### ACTIVITY
From the entries below, copy out every line with "tree" in it.

### INPUT FOR THIS TASK

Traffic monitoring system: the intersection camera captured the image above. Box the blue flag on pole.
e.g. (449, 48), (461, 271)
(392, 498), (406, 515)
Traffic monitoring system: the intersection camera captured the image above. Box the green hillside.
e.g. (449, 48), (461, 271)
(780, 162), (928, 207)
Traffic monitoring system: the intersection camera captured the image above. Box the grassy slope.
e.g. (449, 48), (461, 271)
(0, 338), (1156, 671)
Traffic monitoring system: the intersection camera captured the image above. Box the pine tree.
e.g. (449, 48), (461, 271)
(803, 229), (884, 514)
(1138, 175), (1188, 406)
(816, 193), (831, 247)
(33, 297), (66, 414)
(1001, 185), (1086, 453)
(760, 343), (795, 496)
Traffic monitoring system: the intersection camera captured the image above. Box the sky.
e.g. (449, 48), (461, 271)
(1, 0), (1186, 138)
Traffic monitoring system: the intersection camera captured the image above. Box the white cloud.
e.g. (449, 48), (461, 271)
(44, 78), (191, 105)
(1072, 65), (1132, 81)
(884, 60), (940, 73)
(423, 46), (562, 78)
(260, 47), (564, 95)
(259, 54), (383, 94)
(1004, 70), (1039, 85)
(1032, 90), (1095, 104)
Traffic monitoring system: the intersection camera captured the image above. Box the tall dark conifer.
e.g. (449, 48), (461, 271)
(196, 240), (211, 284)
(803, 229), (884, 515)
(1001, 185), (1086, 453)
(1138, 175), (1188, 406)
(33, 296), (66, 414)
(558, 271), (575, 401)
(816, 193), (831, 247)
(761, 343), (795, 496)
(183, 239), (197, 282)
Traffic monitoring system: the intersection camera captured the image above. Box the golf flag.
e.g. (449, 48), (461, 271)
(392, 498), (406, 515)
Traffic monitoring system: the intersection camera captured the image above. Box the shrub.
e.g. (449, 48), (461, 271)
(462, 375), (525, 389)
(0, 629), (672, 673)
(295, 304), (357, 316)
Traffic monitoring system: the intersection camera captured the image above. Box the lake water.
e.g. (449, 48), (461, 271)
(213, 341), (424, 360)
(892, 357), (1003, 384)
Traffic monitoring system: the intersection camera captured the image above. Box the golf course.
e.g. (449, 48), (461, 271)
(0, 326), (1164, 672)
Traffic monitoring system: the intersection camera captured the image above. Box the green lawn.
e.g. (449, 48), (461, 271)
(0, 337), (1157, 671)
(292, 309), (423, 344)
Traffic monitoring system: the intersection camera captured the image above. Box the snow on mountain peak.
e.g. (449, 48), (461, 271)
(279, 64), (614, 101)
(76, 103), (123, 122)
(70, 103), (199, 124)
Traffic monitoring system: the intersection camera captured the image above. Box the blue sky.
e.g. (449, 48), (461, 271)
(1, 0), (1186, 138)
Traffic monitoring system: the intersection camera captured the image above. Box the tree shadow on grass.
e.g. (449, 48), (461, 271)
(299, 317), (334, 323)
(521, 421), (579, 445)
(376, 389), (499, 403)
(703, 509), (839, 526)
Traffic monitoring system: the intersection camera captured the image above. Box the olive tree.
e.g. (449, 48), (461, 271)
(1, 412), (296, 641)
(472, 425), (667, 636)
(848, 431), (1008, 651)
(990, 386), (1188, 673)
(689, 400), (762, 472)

### TASK SOLUTION
Traffic monitoring system: the intersection camera captured the image above. Box the pine tree.
Traffic monitoring system: the intersection camera captured the image above. Box the tree shadow on grass.
Traffic monitoring system: the intersection camera captured the image above. Box the olive tree.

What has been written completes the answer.